Task data:
┄┄┄┄┄┄┄┄┄┄

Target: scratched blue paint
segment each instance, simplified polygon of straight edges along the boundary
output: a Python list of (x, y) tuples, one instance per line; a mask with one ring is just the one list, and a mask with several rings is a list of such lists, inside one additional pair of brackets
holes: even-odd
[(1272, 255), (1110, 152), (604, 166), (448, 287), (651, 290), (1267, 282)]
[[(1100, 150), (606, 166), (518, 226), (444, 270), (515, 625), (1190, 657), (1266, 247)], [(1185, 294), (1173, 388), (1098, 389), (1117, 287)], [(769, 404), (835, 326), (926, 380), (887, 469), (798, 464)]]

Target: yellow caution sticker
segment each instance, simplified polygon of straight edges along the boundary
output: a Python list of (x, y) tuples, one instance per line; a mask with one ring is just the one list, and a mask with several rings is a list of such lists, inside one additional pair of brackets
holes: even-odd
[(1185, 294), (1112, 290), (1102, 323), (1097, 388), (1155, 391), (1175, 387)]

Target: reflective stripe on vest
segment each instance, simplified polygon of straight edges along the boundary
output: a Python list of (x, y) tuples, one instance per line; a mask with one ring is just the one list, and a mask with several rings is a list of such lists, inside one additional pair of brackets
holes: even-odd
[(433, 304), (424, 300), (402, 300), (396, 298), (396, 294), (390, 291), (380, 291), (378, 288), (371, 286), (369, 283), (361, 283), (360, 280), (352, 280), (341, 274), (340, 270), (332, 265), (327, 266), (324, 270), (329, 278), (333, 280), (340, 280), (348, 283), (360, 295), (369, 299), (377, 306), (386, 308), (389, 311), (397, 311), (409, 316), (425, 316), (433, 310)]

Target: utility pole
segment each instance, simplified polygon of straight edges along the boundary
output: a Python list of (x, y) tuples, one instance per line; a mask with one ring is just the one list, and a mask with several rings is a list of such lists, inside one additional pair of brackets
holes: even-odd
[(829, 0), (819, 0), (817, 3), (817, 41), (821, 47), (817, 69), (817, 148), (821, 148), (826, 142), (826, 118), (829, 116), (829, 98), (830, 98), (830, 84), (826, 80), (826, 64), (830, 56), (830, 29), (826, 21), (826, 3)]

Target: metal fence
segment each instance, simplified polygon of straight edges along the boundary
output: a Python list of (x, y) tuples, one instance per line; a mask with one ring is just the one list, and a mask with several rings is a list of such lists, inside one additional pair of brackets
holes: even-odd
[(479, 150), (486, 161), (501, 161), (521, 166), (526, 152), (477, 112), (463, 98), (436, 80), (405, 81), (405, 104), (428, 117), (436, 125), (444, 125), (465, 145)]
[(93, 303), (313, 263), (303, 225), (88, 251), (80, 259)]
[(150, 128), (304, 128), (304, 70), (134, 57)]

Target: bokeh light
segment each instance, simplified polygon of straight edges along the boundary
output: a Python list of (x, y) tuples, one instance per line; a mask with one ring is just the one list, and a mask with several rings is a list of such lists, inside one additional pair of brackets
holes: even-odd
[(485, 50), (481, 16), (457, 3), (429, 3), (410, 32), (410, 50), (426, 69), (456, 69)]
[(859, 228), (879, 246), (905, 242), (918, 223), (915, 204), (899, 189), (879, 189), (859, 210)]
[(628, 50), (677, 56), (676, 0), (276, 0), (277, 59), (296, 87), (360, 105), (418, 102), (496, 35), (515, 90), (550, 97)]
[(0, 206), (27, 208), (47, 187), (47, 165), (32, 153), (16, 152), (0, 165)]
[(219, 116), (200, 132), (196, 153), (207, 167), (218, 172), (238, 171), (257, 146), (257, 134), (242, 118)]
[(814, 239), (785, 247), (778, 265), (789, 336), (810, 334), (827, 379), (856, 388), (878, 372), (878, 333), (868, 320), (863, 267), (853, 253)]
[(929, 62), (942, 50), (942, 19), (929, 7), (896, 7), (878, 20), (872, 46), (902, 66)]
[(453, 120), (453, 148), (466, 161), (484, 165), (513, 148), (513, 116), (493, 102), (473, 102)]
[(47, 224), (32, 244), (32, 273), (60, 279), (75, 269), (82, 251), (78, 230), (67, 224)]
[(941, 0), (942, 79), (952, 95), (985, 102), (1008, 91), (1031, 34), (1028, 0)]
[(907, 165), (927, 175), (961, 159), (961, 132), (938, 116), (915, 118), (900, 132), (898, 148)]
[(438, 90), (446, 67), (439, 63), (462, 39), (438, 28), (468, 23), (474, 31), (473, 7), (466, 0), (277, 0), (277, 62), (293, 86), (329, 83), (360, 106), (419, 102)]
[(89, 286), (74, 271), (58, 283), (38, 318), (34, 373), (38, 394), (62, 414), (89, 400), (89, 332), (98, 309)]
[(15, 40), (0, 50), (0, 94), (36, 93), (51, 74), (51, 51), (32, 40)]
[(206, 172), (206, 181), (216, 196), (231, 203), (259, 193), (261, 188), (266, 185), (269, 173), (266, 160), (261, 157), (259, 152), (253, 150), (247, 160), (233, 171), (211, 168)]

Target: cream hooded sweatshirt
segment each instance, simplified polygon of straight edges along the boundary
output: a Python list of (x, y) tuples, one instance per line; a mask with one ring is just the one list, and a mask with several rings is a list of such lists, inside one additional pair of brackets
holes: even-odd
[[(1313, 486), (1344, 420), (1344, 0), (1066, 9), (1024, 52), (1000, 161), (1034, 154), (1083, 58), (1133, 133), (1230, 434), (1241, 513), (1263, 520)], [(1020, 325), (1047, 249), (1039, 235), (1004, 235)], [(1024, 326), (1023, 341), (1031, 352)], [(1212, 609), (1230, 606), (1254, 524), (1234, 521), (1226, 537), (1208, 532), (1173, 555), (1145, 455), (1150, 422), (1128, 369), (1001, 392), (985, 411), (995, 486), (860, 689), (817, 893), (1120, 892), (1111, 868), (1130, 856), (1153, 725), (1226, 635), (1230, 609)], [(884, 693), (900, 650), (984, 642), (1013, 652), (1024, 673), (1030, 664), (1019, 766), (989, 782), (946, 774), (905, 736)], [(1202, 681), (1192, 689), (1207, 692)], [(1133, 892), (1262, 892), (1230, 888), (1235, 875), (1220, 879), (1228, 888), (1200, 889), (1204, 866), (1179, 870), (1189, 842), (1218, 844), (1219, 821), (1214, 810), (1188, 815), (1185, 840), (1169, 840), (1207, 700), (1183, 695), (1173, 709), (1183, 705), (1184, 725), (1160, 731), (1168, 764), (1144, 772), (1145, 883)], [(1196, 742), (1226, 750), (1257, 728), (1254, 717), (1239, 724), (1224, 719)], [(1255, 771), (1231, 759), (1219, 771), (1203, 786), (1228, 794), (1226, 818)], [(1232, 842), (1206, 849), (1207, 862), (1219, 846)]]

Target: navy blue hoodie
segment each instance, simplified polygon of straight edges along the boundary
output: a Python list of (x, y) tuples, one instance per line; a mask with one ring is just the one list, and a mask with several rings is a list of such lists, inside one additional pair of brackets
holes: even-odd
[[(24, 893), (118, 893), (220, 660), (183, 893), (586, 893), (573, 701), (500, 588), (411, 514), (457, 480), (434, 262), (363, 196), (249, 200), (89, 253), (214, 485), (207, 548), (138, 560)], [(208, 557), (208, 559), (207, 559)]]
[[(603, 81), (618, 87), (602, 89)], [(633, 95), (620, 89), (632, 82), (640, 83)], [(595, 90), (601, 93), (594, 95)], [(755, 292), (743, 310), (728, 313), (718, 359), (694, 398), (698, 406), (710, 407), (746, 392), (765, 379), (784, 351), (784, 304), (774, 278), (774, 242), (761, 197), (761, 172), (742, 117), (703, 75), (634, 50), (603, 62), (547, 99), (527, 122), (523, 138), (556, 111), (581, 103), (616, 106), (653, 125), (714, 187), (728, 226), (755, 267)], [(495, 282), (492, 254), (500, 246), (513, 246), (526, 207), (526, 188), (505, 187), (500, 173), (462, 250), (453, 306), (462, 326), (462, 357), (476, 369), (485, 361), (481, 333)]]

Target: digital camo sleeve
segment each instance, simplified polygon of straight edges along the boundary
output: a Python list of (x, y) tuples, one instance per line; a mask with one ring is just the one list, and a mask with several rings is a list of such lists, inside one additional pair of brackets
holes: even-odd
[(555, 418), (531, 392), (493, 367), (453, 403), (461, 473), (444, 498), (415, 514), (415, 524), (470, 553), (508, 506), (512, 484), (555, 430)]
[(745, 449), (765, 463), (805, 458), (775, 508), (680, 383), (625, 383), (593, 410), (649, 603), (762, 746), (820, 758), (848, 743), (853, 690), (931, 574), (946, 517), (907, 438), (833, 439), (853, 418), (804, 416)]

┄┄┄┄┄┄┄┄┄┄

What you need to do:
Copy word for word everything from the first line down to the line containing "316), (433, 310)]", including both.

Correct result:
Target: scratched blue paint
segment each instance, simplified polygon of straight edges along the boundary
output: a Python list of (x, y) tuples, one instance per line; a mask with one ring is just the one list, and a mask with several rings is a list of such lists, inside one additional pair of brackets
holes: even-odd
[(1272, 255), (1110, 152), (604, 166), (448, 287), (651, 290), (1267, 282)]
[[(1100, 150), (606, 166), (518, 226), (444, 270), (515, 625), (1190, 657), (1266, 247)], [(1185, 294), (1173, 388), (1098, 389), (1117, 287)], [(769, 404), (835, 326), (926, 380), (887, 469), (798, 464)]]

Target: yellow caution sticker
segment each instance, simplified polygon of straight edges along the boundary
output: a Python list of (x, y) tuples, one instance per line; a mask with one ring is just the one list, and a mask with several rings is a list of such lists, inside one additional pair of brackets
holes: even-odd
[(1185, 294), (1112, 290), (1102, 323), (1097, 388), (1155, 391), (1175, 387)]

Target: reflective stripe on vest
segment each instance, simplified polygon of straight edges along the boundary
output: a Python list of (x, y) tuples, one instance per line; a mask with one ring is just the one list, and a mask with several rings is a list of such lists, inside one additional pair of brackets
holes: even-odd
[(433, 304), (424, 300), (402, 300), (396, 298), (396, 294), (390, 291), (380, 291), (378, 288), (371, 286), (369, 283), (361, 283), (360, 280), (352, 280), (341, 274), (340, 270), (332, 265), (327, 266), (324, 270), (329, 278), (333, 280), (340, 280), (348, 283), (360, 295), (369, 299), (377, 306), (386, 308), (389, 311), (397, 311), (409, 316), (425, 316), (433, 310)]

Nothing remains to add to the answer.